Flink实时写入Hive以ORC格式

发表于 2020-06-16 更新于 2021-03-21 分类于大数据

请注意版本问题,Flink使用的orc-core过新,对于老版本的hive并不支持,可以通过重写OrcFile类以支持低版本

Orc格式

Stripe:
    index data
    group of row data
    stripe footer
FileFooter:
    辅助信息,文件中包含的所有Stripe信息
    每个Stripe含有的数据行数,每一行的数据类型
    列级别的聚合操作(count,min,max,sum)
PostScript:
    包含压缩参数和压缩页脚大小
    
Stripe:
    MAGIC
    stripe1{
        data
        index
        footer
    },
    stripe2{
        data
        index
        footer
    },
    ...
    metadata
    footer
    PostScript + size(PostScript)

DynamicIntArray和DynamicByteArray

动态数组,两者一个存Int,一个存Byte
static final int DEFAULT_CHUNKSIZE = 8192;
static final int INIT_CHUNKS = 128;
chunk初始化128个,每个size大小为8192
增删改查操作需要根据index,计算出对应的chunk和在该chunk内的偏移量来操作数据
public int get(int index) {
    if (index >= this.length) {
        throw new IndexOutOfBoundsException("Index " + index + " is outside of 0.." + (this.length - 1));
    } else {
        int i = index / this.chunkSize;// 对应的chunk
        int j = index % this.chunkSize;// 偏移量
        return this.data[i][j];
    }
}

OrcFile写入数据

# WriterImpl.addRowBath入口
TreeWriter 写数据
RowIndexEntry 管理
MemoryManager 内存管理
Stripe 生成

# useDictionaryEncoding是否使用字典压缩
使用:
    this.dictionary.add(val) 使用红黑树存储当前字符串的bytes值
    this.rows.add(i) 元素存储在dictionary中的offset
不使用:直接写入OutputStream
    this.directStreamOutput.write();
    this.directLengthOutput.write();

使用

使用方式与1.10parquet的使用方式类似

Vectorizer

import org.apache.flink.orc.vector.Vectorizer;
import org.apache.hadoop.hive.ql.exec.vector.VectorizedRowBatch;
import org.apache.hadoop.hive.ql.exec.vector.BytesColumnVector;
import java.io.IOException;

/**
 * @author XiaShuai on 2020/6/15.

## 数据摘录

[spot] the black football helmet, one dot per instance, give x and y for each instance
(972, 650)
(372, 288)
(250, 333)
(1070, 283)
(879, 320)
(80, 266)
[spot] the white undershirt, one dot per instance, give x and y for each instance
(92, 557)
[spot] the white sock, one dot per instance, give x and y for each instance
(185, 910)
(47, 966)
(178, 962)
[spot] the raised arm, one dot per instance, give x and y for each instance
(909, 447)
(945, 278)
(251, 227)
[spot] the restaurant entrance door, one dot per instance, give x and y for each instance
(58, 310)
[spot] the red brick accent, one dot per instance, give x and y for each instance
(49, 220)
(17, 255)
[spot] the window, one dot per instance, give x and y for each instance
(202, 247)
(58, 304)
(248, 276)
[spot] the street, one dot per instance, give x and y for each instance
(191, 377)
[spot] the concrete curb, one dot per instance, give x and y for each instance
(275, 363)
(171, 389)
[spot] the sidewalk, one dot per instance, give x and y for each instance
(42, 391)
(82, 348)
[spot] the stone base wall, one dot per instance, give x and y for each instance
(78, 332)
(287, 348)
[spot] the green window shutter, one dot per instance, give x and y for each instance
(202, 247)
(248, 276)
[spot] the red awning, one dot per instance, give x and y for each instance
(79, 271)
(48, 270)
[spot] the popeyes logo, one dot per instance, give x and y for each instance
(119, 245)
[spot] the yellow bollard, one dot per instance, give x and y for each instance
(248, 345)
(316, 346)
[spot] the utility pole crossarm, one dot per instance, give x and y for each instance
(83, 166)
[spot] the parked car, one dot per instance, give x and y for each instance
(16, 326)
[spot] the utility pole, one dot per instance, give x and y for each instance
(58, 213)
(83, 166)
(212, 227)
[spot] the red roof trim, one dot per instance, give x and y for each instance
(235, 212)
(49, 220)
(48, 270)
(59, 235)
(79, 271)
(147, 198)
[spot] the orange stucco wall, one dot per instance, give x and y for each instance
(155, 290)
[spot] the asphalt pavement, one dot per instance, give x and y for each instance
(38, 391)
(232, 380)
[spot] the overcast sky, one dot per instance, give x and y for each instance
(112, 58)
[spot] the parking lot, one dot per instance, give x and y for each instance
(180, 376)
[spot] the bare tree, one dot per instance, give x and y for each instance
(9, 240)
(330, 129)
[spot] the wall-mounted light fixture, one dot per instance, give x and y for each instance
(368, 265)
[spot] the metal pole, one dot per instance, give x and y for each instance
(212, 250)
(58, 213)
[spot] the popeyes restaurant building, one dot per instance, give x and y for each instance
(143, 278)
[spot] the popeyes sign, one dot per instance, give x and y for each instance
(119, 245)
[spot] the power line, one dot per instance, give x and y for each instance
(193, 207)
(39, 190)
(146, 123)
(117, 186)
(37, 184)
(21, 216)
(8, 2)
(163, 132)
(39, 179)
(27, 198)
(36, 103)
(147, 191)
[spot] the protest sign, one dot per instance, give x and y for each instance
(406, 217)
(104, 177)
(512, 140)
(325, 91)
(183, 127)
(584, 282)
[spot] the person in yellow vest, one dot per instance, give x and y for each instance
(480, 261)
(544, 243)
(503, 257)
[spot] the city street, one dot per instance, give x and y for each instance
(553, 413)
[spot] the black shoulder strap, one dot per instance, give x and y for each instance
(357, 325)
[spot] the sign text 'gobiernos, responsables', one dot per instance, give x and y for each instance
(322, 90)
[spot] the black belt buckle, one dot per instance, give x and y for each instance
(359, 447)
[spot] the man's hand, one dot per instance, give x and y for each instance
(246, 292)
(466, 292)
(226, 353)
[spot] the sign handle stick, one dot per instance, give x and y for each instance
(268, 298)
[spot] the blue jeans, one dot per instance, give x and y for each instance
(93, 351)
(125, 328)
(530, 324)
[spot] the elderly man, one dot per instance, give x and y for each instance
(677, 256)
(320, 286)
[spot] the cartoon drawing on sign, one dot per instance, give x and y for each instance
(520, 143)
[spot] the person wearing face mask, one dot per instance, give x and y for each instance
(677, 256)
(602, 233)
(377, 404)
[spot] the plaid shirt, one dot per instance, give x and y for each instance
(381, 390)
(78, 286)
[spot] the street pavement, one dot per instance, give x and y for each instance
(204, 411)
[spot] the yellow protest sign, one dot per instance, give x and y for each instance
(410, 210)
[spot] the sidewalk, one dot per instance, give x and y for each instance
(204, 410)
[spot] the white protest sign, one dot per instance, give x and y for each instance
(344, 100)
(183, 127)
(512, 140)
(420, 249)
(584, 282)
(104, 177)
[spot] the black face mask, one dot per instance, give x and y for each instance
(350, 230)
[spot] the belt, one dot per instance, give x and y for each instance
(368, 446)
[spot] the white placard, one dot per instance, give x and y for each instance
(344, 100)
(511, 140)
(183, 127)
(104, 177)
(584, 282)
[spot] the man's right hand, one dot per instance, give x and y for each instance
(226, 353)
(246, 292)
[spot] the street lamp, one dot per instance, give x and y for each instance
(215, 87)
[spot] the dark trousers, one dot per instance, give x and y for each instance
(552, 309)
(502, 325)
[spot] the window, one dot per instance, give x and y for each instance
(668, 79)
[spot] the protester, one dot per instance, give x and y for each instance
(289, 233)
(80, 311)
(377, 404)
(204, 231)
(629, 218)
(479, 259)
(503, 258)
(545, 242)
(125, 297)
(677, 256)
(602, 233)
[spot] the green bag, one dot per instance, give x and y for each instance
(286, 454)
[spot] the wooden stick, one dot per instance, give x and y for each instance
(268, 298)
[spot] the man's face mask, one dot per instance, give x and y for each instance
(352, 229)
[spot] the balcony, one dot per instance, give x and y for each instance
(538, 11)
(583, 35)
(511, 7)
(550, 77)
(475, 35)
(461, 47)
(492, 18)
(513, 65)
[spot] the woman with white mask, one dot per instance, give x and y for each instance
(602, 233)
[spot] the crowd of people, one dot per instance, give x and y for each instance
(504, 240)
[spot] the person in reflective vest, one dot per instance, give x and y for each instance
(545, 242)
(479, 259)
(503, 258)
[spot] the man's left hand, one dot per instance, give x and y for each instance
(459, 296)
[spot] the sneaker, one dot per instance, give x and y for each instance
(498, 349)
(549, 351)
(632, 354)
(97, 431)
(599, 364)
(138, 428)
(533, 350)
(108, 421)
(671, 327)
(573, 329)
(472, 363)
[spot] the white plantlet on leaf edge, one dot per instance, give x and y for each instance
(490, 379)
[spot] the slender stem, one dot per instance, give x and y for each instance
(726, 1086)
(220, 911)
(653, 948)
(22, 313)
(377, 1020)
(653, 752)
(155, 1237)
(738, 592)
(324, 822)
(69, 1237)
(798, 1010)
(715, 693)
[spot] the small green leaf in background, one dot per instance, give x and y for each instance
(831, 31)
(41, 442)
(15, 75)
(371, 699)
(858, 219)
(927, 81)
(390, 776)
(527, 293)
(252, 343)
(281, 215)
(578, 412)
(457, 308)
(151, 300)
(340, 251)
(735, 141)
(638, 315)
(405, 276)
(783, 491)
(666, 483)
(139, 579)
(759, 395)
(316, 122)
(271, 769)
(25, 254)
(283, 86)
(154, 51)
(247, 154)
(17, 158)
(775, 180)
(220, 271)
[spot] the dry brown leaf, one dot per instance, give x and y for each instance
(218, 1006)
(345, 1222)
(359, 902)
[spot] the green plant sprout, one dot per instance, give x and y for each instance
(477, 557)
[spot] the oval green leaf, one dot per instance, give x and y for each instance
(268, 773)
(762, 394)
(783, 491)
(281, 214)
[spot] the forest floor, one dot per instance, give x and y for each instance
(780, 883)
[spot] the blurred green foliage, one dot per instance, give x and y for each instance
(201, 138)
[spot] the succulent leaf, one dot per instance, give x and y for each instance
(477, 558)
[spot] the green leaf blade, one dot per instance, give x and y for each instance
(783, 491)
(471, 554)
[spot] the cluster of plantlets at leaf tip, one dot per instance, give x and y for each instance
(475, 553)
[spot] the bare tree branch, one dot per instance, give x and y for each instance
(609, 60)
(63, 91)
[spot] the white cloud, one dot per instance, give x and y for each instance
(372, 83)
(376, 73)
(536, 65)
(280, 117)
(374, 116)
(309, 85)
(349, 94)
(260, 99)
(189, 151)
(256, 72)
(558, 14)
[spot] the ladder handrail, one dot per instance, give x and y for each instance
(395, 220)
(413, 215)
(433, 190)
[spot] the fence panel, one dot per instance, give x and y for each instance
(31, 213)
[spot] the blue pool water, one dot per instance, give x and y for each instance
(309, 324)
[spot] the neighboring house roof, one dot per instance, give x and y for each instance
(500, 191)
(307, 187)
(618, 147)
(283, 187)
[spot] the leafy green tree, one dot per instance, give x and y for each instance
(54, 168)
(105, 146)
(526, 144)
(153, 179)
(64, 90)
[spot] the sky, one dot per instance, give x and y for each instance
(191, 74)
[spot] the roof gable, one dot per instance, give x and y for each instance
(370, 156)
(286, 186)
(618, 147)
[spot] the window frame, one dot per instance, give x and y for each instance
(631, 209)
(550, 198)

## 练习任务
1. 请按出现顺序列出页面摘录中 import 语句导入的全部类，并写出完整的类路径。
2. 请原样输出页面摘录中从“请注意版本问题,Flink使”开始、到“列级别的聚合操作(count,min,max,sum)”为止（含这部分）的文字。

## 练习答案
1.
org.apache.flink.orc.vector.Vectorizer
org.apache.hadoop.hive.ql.exec.vector.VectorizedRowBatch
org.apache.hadoop.hive.ql.exec.vector.BytesColumnVector
java.io.IOException

2.
请注意版本问题,Flink使用的orc-core过新,对于老版本的hive并不支持,可以通过重写OrcFile类以支持低版本

Orc格式

Stripe:
    index data
    group of row data
    stripe footer
FileFooter:
    辅助信息,文件中包含的所有Stripe信息
    每个Stripe含有的数据行数,每一行的数据类型
    列级别的聚合操作(count,min,max,sum)